-- BEGIN Dataset rows --

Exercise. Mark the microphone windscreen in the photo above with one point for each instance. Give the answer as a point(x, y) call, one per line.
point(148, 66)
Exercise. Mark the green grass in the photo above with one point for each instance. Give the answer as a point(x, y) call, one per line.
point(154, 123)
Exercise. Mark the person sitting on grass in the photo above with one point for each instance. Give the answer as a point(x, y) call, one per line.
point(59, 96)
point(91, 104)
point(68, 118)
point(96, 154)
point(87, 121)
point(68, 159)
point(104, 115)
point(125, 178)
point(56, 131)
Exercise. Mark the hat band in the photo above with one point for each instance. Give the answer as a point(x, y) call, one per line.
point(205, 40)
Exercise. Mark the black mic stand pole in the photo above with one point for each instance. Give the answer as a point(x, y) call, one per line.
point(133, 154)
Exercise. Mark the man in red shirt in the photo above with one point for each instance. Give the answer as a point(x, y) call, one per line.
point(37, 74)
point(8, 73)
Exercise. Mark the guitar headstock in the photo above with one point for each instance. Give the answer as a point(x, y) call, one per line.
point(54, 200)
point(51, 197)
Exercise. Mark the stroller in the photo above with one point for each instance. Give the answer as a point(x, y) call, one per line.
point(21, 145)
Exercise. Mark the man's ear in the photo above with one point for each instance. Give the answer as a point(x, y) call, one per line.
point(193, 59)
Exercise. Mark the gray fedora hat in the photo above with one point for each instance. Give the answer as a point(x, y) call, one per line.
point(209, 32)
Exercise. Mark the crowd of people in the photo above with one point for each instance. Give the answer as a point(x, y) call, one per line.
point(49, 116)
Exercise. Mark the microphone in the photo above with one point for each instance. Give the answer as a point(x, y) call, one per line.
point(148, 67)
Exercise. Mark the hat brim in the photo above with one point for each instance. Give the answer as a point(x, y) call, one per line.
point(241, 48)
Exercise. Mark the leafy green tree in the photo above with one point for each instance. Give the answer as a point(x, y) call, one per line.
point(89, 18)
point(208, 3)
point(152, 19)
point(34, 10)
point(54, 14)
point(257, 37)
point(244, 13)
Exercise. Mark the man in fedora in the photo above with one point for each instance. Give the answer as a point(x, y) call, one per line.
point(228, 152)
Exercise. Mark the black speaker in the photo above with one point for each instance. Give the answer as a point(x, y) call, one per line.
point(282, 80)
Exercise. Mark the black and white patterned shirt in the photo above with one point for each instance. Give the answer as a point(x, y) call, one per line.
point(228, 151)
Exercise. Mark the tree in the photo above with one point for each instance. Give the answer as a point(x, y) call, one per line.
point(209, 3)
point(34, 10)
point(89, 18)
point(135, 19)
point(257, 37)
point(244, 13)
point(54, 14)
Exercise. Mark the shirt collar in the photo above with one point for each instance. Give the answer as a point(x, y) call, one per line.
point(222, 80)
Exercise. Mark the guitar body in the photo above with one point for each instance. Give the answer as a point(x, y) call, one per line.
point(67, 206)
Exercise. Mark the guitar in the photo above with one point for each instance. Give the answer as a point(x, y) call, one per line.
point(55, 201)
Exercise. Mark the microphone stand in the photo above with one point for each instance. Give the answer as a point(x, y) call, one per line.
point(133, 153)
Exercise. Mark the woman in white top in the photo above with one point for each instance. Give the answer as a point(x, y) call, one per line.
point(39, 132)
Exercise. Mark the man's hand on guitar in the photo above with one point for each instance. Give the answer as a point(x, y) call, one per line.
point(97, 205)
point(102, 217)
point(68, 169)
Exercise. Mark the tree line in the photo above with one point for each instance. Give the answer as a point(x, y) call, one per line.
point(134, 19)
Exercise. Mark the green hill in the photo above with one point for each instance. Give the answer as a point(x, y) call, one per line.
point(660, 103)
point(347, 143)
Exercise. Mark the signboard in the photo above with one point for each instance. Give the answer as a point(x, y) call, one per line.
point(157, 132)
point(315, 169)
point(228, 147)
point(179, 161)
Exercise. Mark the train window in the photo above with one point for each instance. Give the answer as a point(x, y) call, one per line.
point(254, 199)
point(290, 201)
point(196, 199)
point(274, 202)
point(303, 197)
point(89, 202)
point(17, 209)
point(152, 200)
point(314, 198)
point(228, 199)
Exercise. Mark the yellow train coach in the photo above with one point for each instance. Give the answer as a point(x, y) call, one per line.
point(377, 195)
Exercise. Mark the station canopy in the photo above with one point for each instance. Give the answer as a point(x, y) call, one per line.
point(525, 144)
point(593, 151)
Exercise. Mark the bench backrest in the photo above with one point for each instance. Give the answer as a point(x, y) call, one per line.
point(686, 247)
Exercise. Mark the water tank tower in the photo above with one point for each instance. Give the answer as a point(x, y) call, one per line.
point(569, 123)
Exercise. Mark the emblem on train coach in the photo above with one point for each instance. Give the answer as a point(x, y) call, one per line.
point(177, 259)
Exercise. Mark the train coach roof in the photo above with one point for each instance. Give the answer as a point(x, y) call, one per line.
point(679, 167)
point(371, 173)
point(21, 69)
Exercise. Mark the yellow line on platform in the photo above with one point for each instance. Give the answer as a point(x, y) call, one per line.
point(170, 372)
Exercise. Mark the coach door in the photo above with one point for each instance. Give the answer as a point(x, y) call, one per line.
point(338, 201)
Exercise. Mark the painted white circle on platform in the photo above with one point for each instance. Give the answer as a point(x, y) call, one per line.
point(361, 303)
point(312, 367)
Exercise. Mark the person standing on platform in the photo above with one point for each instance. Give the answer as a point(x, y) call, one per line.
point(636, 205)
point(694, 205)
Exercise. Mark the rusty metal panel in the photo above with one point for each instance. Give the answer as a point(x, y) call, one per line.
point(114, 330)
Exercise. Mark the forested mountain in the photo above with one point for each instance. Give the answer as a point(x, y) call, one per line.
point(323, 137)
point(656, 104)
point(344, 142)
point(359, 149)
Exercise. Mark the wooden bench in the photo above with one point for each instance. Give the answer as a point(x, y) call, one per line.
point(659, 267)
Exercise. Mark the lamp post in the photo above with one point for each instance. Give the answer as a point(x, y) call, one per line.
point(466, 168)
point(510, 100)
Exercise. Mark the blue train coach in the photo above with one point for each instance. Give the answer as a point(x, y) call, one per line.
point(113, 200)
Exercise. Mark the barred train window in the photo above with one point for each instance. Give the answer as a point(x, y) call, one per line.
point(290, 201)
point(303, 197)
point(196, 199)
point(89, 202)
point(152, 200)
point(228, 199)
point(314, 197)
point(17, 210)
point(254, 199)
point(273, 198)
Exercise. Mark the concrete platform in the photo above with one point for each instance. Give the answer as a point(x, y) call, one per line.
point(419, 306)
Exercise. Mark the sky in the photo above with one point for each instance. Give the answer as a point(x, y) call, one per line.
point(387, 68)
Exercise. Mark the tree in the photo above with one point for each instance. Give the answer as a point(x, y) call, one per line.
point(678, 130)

-- END Dataset rows --

What is required:
Could you print every one of the lines above again, word for word, with nothing changed?

Finished answer:
Exercise. Mark the microphone windscreen in the photo above with one point for each instance. Give the answer as a point(x, y) call, one per line.
point(148, 66)
Exercise. Mark the green grass in the photo above with one point for each instance. Give the answer as a point(x, y) call, one per line.
point(154, 123)
Exercise. Mark the person sitting on grass in the photo above with one point for each instance. Give the answer as a point(x, y) call, one per line.
point(59, 96)
point(91, 104)
point(68, 118)
point(96, 154)
point(87, 121)
point(68, 159)
point(104, 115)
point(125, 178)
point(56, 131)
Exercise. Mark the hat band in the photo above with one point for each instance. Give the answer as a point(x, y) call, one per line.
point(205, 40)
Exercise. Mark the black mic stand pole in the photo above with one point for each instance. Give the answer as a point(x, y) call, one per line.
point(133, 154)
Exercise. Mark the man in red shirt in the photo above with one point for each instance. Give the answer as a point(x, y) call, one per line.
point(37, 74)
point(8, 73)
Exercise. Mark the guitar headstock in the photo above with one point for each instance. Give the answer as a point(x, y) call, one per line.
point(54, 200)
point(51, 197)
Exercise. Mark the stroller in the photo above with one point for each instance. Give the answer as a point(x, y) call, one per line.
point(21, 145)
Exercise. Mark the man's ear in the photo above with one point for each instance. Give the answer as a point(x, y) call, one per line.
point(193, 59)
Exercise. Mark the gray fedora hat in the photo above with one point for each instance. Give the answer as a point(x, y) call, one per line.
point(209, 32)
Exercise. Mark the crowd of people in the photo above with one point for each instance. Give the answer as a point(x, y) call, one per line.
point(49, 116)
Exercise. Mark the microphone in the photo above with one point for each instance. Give the answer as a point(x, y) call, one per line.
point(148, 67)
Exercise. Mark the hat brim in the photo above with one point for each instance. Give the answer as a point(x, y) call, one per line.
point(241, 48)
Exercise. Mark the leafy green tree in the photo above with one point for each instance. Give the answer as a point(x, y) call, one per line.
point(89, 18)
point(208, 3)
point(152, 19)
point(34, 10)
point(54, 14)
point(257, 37)
point(244, 13)
Exercise. Mark the man in fedora in the photo above with one point for each instance. Give the answer as a point(x, y) call, one per line.
point(228, 152)
Exercise. Mark the black speaker in the photo above with one point for each instance. Give the answer as a point(x, y) call, one per line.
point(282, 80)
Exercise. Mark the black and white patterned shirt in the photo above with one point for each instance. Give the answer as a point(x, y) call, one per line.
point(228, 151)
Exercise. Mark the tree in the photo above with one point for each instance. Give the answer as a point(x, y) call, one per line.
point(209, 3)
point(34, 10)
point(89, 18)
point(135, 19)
point(257, 37)
point(244, 13)
point(54, 14)
Exercise. Mark the shirt collar in the photo above with one point for each instance. Give the answer as a point(x, y) call, one per line.
point(222, 80)
Exercise. Mark the guitar body in the photo above with one point for each instance. Give the answer as a point(x, y) call, one per line.
point(67, 206)
Exercise. Mark the guitar in the photo above with one point for each instance. Give the answer as a point(x, y) call, one per line.
point(55, 201)
Exercise. Mark the microphone stand in the photo above with one point for each instance. Give the answer as a point(x, y) call, one per line.
point(133, 153)
Exercise. Mark the woman in white top in the photo above with one point for each instance. Give the answer as a point(x, y) call, one per line.
point(39, 132)
Exercise. Mark the man's hand on guitar in the photo above with one point for each instance. Give the answer as a point(x, y) call, one per line.
point(97, 205)
point(102, 217)
point(68, 169)
Exercise. Mark the tree line in the photo above with one point for each instance. Give the answer as a point(x, y) call, one per line.
point(134, 19)
Exercise. Mark the green hill in the photo above with one point for each instance. Give the answer as a point(x, y) call, one per line.
point(660, 103)
point(347, 143)
Exercise. Mark the signboard in the photo above with one point for each instance. Give the answer as a point(x, y) call, one per line.
point(157, 132)
point(315, 169)
point(228, 147)
point(179, 161)
Exercise. Mark the train window in the photo above with one point for each instance. Give the answer as a point(x, y) call, one per line.
point(254, 199)
point(290, 201)
point(196, 199)
point(274, 202)
point(303, 197)
point(89, 202)
point(17, 209)
point(152, 200)
point(314, 198)
point(228, 199)
Exercise. Mark the yellow train coach in the photo above with one point for each instance. Give the answer as a point(x, y) call, one per line.
point(377, 195)
Exercise. Mark the station canopy in the photo above with one point for each instance. Give the answer as a point(x, y) call, one per line.
point(525, 144)
point(593, 151)
Exercise. Mark the bench backrest in the photo above with one point for each instance. Give the answer as a point(x, y) call, one per line.
point(686, 247)
Exercise. Mark the water tank tower in the photo above with one point for each instance. Give the answer as a point(x, y) call, one per line.
point(569, 123)
Exercise. Mark the emblem on train coach in the photo above with one point for each instance. Give the answer as a point(x, y) call, one per line.
point(177, 259)
Exercise. Mark the train coach roof in the photo above with one point for each instance. Give the answer as a point(x, y) call, one per line.
point(679, 167)
point(371, 173)
point(21, 69)
Exercise. Mark the yellow line on platform in the photo above with one point for each instance. Give the answer as a point(x, y) call, one per line.
point(170, 372)
Exercise. Mark the coach door in the photo above with one point for each instance. Give the answer as a point(x, y) call, one per line.
point(338, 201)
Exercise. Mark the painted white circle on platform in the photo above with one point for each instance. Give the answer as a point(x, y) call, one per line.
point(361, 303)
point(312, 367)
Exercise. Mark the person standing on platform in the photo above with one point for each instance. Give the answer as a point(x, y) call, one per line.
point(636, 205)
point(694, 205)
Exercise. Mark the rusty metal panel in the photo above with one point for each instance. Give the answer as a point(x, y) call, one per line.
point(114, 330)
Exercise. Mark the forested mountain in the photo above with one point for each instance. Give the answer as a point(x, y) call, one per line.
point(323, 137)
point(656, 104)
point(344, 142)
point(359, 149)
Exercise. Mark the wooden bench in the photo above with one point for each instance. Give the answer as a point(x, y) call, one per line.
point(659, 267)
Exercise. Mark the lamp post in the photo above with one point for each instance. Give the answer as a point(x, y) call, one per line.
point(466, 168)
point(510, 100)
Exercise. Mark the blue train coach in the photo above with one point for each instance. Give the answer as a point(x, y) call, one per line.
point(113, 200)
Exercise. Mark the barred train window in the photo above with one point for each instance. Give the answer as a point(x, y) call, one per line.
point(290, 201)
point(303, 197)
point(196, 199)
point(89, 202)
point(152, 200)
point(228, 199)
point(314, 197)
point(17, 210)
point(254, 199)
point(273, 198)
Exercise. Mark the concrete platform in the photo above with one point for each instance. Give the answer as a point(x, y) call, one per line.
point(419, 306)
Exercise. Mark the sky in the photo above with one point for each instance. Give the answer as a point(x, y) call, one per line.
point(387, 68)
Exercise. Mark the tree in the photo above with one point for each instance. Give the answer as a point(x, y) call, one per line.
point(678, 130)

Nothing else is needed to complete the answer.